## DIRECTIVES
• 1. Print the passage of the Madrid forum thread starting at "Are you serious...like" and ending at "Donde estan?", word for word.
• 2. Pick up the Madrid forum thread after its last line and write what comes next.

## SUPPLIED TEXT
# Ok..I give up...WHERE ARE THEY ????



## LA_Rick (Oct 20, 2008)

Admitedly I am in my 50´s but nowhere near dead yet! So....where are they?

I like to go out and enjoy a glass or 2 or 3 or 4 of the old whatever, but I like to so in the company of WOMEN! Where are they?

Going to a SMOKEY Bar with a bunch of OLD MEN is not my idea of having fun! Hence, I have stopped going completely. And please don´t tell me I have to go to Church to see women. I was an Altar Boy for years and I´ve had enough masses behind me to assure me of a place in heaven.

Are there any women that go out to bars in Madrid? Or are they all at home waiting for there boring husbands to come home after drinking and smoking with their buddies down at the local bar and watching futbol or whatever that silly game is!

I guess I´ll have to search fro my local English/Irish Pub...is that it?

Any such thing as a Piano Bar? Getting REAL BORED already! I need CHICKS to survive....I´m a Los Angeles Native and I thought there would be plenty here...boy was I wrong!

HELP!


----------



## SteveHall (Oct 17, 2008)

You need to go on the Xtreme Intense Course, "An Expat Guide to Getting to Know Local Women" He seems to be something of an expert or at least he seems obsessed with it. 
I think he offers discount rates to ExpatForum members and the last figure I heard was about 3,800 euros for the two hour session. Seems cheap at twice the price!

The only issue is that the theory taught in the course is all based on his Don Quijote trail through Spain in search of sub-30s guapitas. You may be looking for someone a little more mature. 

I note you are in Madrid. Keep your hands off Ana Obregón please!!


----------



## LA_Rick (Oct 20, 2008)

*Dude!*



SteveHall said:


> You need to go on the Xtreme Intense Course, "An Expat Guide to Getting to Know Local Women" He seems to be something of an expert or at least he seems obsessed with it.
> I think he offers discount rates to ExpatForum members and the last figure I heard was about 3,800 euros for the two hour session. Seems cheap at twice the price!
> 
> The only issue is that the theory taught in the course is all based on his Don Quijote trail through Spain in search of sub-30s guapitas. You may be looking for someone a little more mature.
> ...


Are you serious...like I´m gonna pay some bonehead 3800 Euros for chicks? Not a chance. I´ve already had two ex-wives and I have paid enough over my life time. Actually, you´re right, I´m looking for an older woman...one with no kids living at home. Could have hooked up with a Britney Spears look alike but she looked at me all google eyed when I told her I had a 4 bedroom Chalet all to myself...she had a kid! No......not going to happen...I can just see that now...while I´m at work she has her boyfriend over during the day and when i´m at home I get to babysit the kid......I am American....that does not mean I´m STUPID....well...at least not me anyway!

Donde estan?


----------



## SteveHall (Oct 17, 2008)

You are Amercian? You guys voted for Bush. 

Now tell me you are not stupid and that you won't fall for Xtreme's transparent charms.


----------



## maro4me (Feb 4, 2009)

## EXTRACTED ENTRIES
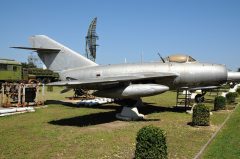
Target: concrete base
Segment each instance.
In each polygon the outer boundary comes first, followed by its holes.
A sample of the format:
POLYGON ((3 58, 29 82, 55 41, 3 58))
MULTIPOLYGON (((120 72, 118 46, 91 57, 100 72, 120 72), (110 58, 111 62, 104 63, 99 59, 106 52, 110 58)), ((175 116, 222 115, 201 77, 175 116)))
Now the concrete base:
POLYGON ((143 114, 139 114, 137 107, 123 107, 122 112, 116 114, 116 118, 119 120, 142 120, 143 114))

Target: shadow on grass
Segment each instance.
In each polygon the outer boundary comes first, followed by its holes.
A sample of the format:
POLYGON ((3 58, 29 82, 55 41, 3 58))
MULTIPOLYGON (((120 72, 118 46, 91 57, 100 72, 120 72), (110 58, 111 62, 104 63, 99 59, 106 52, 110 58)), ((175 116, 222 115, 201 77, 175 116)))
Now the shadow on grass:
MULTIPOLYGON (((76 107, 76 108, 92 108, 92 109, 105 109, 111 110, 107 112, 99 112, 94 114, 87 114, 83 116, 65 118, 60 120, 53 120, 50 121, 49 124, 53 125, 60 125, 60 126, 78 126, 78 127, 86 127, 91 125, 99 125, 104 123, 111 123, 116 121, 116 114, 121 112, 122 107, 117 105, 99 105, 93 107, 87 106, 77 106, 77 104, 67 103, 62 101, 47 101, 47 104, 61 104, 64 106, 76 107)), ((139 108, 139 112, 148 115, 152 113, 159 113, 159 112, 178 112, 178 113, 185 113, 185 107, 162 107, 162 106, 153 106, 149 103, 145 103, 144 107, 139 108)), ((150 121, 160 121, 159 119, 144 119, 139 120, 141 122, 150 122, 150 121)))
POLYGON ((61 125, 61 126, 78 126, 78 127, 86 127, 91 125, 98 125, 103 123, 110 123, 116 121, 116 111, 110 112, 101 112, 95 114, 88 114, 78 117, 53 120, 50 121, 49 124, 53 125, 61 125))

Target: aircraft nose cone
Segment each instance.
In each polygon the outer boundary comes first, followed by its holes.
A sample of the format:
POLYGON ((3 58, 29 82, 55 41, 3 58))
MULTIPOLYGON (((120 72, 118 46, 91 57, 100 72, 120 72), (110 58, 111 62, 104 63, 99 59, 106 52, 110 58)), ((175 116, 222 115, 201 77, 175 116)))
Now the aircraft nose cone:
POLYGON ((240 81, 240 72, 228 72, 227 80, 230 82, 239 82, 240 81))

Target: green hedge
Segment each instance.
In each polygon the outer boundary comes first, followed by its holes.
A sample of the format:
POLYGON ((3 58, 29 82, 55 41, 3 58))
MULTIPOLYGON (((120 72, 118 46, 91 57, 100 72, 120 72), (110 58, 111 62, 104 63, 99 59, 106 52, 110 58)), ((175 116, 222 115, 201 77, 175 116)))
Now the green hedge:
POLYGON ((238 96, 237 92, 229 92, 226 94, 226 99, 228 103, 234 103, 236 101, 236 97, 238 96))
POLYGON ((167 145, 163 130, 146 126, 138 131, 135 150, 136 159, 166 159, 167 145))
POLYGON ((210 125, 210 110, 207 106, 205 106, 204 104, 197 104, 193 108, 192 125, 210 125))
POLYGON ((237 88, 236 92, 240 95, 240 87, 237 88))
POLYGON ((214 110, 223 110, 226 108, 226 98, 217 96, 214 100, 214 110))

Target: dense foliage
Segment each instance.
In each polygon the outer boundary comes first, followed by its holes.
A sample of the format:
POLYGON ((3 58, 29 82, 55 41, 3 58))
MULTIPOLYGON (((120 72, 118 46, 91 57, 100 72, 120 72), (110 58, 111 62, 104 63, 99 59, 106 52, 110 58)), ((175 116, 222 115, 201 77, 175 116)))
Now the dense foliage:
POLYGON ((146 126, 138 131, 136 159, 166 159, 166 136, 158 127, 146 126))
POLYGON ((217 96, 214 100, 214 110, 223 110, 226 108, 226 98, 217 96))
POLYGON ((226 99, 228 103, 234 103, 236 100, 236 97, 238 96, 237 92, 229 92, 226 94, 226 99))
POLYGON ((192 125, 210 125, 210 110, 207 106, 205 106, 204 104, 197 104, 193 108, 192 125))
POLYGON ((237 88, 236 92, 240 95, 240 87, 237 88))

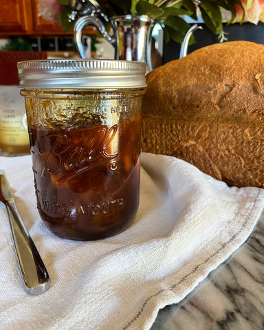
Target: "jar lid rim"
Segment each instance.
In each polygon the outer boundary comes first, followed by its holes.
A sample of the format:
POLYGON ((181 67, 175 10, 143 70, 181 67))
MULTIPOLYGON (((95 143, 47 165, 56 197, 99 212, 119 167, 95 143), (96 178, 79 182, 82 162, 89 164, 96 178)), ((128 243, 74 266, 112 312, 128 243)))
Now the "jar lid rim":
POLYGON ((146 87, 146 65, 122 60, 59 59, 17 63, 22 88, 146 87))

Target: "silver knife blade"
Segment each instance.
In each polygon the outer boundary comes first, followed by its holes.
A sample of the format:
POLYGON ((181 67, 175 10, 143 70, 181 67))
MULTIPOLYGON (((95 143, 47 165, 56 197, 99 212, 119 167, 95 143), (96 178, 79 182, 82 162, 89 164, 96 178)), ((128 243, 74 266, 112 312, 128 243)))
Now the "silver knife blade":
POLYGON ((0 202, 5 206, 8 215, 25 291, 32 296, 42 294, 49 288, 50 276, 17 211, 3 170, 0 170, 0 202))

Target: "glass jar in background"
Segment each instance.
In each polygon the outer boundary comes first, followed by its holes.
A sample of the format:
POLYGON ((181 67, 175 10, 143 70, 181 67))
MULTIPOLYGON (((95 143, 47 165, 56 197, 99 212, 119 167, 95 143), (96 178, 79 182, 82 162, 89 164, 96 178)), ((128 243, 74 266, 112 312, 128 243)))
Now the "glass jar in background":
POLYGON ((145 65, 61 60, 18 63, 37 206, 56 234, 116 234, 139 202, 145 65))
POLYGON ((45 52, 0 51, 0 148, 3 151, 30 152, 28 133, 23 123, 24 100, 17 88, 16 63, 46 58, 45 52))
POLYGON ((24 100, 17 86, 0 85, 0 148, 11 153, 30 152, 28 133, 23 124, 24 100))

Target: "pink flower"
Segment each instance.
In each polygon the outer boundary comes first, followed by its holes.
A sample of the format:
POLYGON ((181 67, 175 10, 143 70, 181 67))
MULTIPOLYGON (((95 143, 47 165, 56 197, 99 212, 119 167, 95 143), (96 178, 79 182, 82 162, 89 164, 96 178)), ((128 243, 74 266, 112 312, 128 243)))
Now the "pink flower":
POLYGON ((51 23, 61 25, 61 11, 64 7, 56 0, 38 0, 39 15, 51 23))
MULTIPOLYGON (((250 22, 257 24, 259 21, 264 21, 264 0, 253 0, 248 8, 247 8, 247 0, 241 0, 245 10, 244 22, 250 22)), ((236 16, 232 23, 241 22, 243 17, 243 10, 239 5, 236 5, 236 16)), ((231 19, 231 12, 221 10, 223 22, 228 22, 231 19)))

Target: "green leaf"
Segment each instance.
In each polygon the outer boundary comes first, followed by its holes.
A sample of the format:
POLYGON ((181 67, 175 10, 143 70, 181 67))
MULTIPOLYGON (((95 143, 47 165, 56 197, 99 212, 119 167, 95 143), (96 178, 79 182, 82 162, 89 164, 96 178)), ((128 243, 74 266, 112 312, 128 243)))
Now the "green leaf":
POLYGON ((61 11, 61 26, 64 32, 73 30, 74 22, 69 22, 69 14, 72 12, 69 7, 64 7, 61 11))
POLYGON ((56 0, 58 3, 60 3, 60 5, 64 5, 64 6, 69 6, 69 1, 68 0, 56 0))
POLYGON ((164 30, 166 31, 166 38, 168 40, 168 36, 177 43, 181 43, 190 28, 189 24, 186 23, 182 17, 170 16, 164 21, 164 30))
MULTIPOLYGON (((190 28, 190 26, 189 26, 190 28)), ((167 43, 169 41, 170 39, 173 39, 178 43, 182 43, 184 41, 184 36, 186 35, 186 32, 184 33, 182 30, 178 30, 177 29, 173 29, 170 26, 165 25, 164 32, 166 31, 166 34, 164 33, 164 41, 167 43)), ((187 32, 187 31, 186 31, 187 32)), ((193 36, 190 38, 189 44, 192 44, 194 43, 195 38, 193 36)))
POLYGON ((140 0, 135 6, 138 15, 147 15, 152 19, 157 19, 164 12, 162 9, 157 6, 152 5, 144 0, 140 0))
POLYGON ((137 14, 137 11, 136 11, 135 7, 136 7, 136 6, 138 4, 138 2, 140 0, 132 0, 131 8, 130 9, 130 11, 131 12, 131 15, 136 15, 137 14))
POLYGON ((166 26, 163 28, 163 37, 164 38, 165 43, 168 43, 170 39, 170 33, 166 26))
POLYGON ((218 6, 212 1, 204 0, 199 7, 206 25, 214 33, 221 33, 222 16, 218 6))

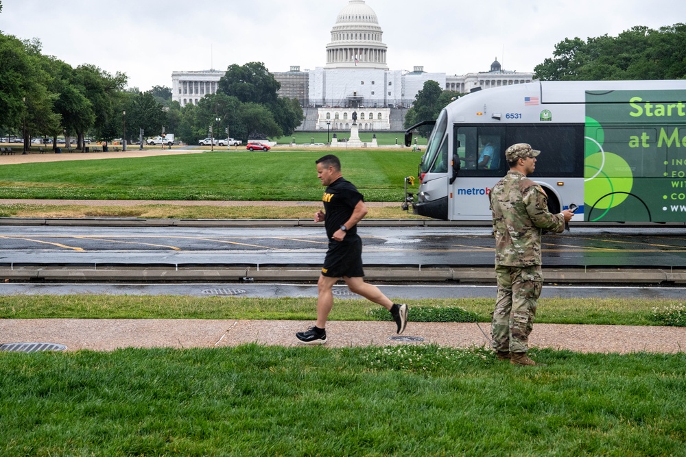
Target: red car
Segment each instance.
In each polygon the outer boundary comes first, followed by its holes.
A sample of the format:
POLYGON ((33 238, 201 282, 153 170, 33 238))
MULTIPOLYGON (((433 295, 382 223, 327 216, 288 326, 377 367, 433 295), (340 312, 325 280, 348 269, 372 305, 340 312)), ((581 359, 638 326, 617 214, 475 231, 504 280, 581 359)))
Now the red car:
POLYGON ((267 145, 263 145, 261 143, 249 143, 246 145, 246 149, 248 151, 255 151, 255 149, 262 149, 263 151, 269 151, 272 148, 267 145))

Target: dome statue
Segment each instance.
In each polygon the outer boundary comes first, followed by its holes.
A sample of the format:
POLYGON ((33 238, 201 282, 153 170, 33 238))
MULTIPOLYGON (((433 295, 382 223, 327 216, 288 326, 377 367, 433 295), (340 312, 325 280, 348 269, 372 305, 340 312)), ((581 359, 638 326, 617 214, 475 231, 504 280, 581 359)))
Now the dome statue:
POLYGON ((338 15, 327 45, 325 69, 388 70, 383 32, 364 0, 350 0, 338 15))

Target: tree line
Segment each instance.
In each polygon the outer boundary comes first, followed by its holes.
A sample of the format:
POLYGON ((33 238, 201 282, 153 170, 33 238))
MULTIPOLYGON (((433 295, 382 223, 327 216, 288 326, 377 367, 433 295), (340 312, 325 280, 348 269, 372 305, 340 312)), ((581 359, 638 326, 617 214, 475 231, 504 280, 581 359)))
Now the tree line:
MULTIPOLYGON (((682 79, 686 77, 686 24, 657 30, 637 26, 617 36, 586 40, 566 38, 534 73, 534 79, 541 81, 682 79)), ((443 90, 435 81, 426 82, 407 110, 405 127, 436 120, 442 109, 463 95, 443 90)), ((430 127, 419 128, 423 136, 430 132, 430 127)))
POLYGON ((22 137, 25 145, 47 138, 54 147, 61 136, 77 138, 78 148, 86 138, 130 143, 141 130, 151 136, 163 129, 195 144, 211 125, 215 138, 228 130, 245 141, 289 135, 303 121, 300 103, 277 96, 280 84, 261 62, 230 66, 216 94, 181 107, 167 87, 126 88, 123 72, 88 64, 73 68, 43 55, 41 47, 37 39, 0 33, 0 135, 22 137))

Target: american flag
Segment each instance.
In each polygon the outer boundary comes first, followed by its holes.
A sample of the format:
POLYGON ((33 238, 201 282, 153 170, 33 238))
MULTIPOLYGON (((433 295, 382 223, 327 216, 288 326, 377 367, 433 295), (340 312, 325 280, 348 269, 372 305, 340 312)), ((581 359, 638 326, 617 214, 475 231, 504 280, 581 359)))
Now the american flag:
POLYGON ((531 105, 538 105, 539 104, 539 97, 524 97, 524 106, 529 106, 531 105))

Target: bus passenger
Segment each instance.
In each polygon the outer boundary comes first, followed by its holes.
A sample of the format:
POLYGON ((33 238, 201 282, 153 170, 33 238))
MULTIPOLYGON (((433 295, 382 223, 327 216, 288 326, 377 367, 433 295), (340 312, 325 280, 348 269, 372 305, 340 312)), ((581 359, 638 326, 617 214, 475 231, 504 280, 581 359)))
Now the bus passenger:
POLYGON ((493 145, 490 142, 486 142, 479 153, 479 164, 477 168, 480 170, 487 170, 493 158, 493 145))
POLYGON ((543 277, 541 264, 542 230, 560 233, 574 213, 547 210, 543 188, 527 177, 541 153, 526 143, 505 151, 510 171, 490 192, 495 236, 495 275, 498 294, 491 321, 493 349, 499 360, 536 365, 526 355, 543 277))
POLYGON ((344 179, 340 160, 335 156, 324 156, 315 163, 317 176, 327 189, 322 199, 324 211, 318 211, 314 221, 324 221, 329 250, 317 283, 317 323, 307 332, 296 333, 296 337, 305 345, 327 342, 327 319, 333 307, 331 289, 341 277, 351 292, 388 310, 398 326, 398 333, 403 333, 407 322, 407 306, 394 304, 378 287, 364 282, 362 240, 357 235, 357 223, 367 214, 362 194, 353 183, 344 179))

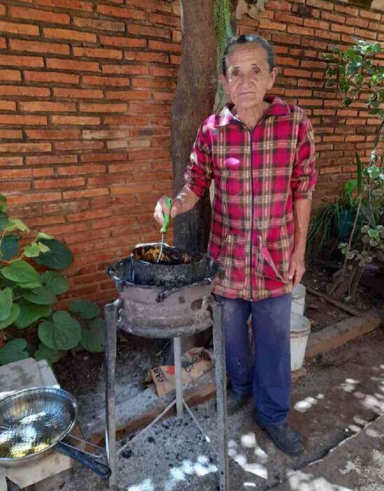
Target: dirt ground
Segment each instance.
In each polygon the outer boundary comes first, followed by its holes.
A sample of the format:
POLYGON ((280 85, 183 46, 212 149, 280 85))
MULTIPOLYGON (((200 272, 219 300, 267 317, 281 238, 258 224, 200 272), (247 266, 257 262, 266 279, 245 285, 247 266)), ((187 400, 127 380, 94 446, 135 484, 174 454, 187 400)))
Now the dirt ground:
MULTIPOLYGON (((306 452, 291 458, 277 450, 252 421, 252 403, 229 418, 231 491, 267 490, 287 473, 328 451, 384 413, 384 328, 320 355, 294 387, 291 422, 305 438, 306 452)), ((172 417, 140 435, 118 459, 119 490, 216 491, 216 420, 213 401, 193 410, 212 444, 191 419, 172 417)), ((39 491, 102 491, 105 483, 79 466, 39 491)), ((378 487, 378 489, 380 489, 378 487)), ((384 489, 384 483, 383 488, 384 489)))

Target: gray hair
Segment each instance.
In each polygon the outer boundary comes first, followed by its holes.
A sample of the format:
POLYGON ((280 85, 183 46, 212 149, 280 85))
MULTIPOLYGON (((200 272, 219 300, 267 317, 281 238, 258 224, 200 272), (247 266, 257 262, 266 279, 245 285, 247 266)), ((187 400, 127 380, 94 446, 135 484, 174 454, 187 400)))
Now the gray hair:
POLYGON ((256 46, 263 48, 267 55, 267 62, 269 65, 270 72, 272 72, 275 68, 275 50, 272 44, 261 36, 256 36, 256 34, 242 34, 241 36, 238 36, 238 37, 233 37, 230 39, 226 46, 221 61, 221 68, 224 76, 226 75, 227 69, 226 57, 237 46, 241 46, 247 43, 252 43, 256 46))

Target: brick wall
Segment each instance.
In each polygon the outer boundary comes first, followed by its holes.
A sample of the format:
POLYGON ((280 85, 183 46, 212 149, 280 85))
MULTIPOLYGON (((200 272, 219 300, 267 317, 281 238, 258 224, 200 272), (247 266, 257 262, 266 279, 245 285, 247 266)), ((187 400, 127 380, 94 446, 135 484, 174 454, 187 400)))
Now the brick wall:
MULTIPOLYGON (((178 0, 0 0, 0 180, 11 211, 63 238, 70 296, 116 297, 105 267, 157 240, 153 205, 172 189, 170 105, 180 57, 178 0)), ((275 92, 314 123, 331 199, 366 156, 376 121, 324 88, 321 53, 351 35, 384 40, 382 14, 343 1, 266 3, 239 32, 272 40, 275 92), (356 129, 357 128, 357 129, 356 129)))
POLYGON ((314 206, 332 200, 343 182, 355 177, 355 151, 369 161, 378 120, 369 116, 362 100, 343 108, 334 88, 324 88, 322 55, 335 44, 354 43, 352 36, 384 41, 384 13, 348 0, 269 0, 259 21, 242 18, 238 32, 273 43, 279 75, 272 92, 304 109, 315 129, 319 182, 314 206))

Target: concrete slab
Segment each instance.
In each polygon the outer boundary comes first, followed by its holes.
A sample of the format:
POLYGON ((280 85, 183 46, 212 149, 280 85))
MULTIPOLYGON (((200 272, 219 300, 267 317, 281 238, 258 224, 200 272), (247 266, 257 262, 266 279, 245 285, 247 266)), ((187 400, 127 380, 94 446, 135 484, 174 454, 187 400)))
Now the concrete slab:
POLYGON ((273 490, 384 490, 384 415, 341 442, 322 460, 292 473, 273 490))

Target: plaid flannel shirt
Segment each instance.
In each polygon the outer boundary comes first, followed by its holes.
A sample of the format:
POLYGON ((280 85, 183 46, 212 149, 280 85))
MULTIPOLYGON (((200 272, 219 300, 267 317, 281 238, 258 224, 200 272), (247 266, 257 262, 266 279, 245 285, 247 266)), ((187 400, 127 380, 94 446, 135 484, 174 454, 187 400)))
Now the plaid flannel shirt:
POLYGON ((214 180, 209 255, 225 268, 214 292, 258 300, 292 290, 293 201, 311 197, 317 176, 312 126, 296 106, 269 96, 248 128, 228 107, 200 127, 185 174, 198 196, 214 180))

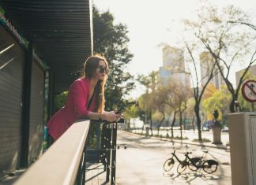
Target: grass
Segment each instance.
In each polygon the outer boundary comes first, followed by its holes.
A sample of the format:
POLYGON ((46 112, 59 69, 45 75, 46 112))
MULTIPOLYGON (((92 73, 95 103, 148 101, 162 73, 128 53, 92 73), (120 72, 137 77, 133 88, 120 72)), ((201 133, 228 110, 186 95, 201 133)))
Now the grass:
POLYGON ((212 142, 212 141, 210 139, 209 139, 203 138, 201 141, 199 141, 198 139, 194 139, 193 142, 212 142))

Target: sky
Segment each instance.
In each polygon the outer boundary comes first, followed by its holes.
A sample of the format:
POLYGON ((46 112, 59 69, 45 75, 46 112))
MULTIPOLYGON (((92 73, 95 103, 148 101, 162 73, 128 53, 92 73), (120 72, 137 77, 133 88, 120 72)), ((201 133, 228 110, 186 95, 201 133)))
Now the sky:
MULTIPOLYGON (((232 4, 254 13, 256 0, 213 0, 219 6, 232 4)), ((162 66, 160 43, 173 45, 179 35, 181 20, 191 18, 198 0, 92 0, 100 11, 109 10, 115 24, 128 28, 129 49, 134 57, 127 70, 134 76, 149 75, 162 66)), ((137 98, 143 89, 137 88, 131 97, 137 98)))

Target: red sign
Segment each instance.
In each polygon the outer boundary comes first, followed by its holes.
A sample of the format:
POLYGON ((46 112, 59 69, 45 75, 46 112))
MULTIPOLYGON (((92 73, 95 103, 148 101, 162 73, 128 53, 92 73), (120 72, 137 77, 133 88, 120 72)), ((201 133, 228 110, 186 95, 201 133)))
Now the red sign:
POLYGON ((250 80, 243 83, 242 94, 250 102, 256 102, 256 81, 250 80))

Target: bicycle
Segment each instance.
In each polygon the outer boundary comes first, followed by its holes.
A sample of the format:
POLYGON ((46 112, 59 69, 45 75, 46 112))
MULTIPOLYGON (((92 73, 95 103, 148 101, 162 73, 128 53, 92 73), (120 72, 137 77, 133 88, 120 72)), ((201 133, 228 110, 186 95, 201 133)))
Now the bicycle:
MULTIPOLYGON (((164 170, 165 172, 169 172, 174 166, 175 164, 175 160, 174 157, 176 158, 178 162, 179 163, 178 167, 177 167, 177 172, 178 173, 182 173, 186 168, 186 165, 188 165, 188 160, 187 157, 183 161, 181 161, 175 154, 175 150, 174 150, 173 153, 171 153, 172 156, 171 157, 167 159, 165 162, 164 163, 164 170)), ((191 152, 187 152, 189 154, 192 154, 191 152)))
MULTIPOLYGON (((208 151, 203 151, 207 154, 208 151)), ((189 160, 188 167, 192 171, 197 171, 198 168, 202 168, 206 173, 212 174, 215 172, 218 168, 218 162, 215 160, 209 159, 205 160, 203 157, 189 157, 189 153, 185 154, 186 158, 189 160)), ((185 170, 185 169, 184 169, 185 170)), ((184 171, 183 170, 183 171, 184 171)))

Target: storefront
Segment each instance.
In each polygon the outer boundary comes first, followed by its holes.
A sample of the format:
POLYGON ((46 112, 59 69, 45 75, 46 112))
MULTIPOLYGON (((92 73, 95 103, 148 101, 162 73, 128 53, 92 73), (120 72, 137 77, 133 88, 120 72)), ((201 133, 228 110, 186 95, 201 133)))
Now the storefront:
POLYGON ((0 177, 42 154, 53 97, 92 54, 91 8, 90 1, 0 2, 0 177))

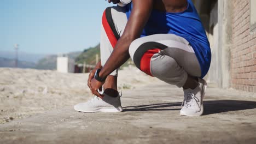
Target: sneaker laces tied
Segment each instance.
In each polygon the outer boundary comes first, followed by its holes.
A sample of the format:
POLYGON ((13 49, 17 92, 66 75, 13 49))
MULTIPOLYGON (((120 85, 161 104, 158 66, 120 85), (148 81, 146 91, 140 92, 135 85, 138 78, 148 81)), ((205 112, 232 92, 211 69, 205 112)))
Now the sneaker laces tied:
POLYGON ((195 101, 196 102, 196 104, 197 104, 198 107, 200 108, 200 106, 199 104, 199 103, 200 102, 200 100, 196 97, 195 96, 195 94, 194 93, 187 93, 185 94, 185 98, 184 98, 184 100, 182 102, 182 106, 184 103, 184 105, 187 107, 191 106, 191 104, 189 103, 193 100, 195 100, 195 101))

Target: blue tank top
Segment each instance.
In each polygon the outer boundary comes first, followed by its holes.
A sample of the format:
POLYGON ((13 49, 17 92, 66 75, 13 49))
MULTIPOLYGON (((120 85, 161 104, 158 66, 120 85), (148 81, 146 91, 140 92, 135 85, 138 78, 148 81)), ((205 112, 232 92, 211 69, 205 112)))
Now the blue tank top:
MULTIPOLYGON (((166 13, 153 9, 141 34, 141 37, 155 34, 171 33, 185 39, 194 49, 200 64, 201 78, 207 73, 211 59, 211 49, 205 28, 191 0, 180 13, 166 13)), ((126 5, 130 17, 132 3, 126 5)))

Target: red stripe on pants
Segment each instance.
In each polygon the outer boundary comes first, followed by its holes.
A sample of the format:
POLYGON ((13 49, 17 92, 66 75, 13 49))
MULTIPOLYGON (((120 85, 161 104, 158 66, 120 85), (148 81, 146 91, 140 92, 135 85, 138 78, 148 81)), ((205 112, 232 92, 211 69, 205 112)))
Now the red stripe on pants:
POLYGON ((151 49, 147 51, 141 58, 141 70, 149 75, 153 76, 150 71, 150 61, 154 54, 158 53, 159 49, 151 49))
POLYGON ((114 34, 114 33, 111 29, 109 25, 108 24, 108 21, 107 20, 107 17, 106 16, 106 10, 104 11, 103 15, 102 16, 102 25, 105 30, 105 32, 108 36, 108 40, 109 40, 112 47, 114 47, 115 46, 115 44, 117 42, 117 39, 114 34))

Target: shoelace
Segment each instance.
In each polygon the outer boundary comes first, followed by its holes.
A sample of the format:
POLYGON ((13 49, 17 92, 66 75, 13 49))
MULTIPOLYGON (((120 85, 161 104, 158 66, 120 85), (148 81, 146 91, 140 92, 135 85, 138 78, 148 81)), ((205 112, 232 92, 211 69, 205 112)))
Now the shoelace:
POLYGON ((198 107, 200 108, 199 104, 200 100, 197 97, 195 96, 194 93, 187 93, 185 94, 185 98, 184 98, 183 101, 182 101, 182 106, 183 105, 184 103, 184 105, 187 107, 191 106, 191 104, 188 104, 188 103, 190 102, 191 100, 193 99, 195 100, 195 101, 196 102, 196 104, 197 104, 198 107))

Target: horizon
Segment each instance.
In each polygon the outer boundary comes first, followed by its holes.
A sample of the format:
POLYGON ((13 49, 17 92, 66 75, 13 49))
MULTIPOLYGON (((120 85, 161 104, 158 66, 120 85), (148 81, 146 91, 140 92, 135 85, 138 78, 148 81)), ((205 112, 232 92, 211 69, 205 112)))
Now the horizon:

## ANSWERS TO THE EXERCISE
• 1.
Are you serious...like I´m gonna pay some bonehead 3800 Euros for chicks? Not a chance. I´ve already had two ex-wives and I have paid enough over my life time. Actually, you´re right, I´m looking for an older woman...one with no kids living at home. Could have hooked up with a Britney Spears look alike but she looked at me all google eyed when I told her I had a 4 bedroom Chalet all to myself...she had a kid! No......not going to happen...I can just see that now...while I´m at work she has her boyfriend over during the day and when i´m at home I get to babysit the kid......I am American....that does not mean I´m STUPID....well...at least not me anyway!

Donde estan?

• 2.
*hi*



LA_Rick said:


> Are you serious...like I´m gonna pay some bonehead 3800 Euros for chicks? Not a chance. I´ve already had two ex-wives and I have paid enough over my life time. Actually, you´re right, I´m looking for an older woman...one with no kids living at home. Could have hooked up with a Britney Spears look alike but she looked at me all google eyed when I told her I had a 4 bedroom Chalet all to myself...she had a kid! No......not going to happen...I can just see that now...while I´m at work she has her boyfriend over during the day and when i´m at home I get to babysit the kid......I am American....that does not mean I´m STUPID....well...at least not me anyway!
> 
> Donde estan?


you seem a very arrogant person have you asked yourself why you cant find women is it maybe your attitude i wouldnt entertain you with your attitude


----------



## jojo (Sep 20, 2007)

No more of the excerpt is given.